### [INSTRUCTIONS FOR THE TASK]
With the line containing "pin the person's hand, one dot per instance" as the starting point, output every line of the data below through its final line, character for character.

### [DATASET ENTRIES]
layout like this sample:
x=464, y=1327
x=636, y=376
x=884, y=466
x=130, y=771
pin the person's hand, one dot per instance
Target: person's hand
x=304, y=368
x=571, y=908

### [SOLUTION FOR THIS TASK]
pin the person's hand, one dot per instance
Target: person's hand
x=304, y=368
x=571, y=908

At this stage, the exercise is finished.